■ **EXERCISE**
Wherever "brake" appears in a line of the listing, report that line.

■ **RECORDS FOR THE TASK**
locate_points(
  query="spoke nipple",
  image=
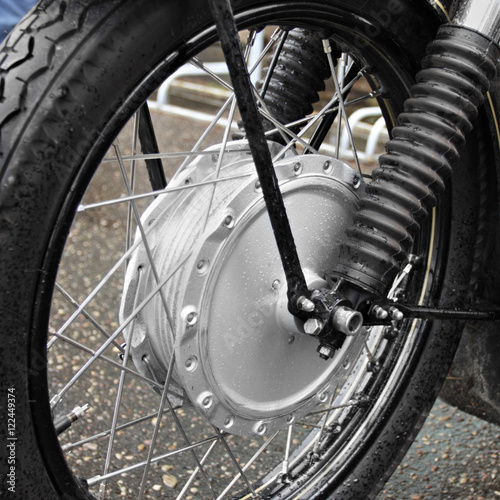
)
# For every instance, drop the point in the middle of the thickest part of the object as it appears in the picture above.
(356, 181)
(313, 326)
(305, 304)
(395, 313)
(379, 312)
(325, 352)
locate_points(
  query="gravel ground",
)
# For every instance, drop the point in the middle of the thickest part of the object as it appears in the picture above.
(455, 457)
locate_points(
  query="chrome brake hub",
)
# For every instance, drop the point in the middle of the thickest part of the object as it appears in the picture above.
(239, 356)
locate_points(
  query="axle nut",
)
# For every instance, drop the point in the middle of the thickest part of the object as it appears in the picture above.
(313, 326)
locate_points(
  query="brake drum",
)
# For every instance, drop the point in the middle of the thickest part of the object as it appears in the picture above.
(215, 301)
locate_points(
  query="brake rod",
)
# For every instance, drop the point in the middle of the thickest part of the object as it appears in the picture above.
(254, 129)
(423, 312)
(383, 313)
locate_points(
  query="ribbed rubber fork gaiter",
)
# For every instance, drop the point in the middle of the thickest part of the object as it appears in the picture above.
(440, 112)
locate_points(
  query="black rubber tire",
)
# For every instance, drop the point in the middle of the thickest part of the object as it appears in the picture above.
(83, 63)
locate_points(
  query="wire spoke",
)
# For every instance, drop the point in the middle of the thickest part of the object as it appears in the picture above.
(143, 236)
(118, 400)
(57, 398)
(257, 454)
(70, 446)
(241, 472)
(164, 396)
(98, 479)
(111, 362)
(74, 303)
(328, 50)
(196, 471)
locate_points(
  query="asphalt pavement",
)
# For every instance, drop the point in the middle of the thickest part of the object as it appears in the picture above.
(455, 457)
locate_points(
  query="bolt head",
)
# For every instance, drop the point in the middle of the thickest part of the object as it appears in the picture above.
(313, 326)
(379, 312)
(325, 352)
(304, 304)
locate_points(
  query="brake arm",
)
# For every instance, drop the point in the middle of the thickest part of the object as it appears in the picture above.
(382, 313)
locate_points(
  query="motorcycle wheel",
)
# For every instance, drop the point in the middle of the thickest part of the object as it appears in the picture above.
(72, 77)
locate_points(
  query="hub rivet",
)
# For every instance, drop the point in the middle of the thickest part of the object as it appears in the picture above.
(261, 429)
(191, 318)
(395, 313)
(323, 396)
(305, 304)
(202, 266)
(229, 221)
(379, 312)
(191, 363)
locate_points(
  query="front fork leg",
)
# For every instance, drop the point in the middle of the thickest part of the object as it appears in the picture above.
(456, 75)
(298, 293)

■ **RESULT OF THE TASK**
  query="chrome brake hub",
  query="brake drum",
  query="brake rod",
  query="brake arm",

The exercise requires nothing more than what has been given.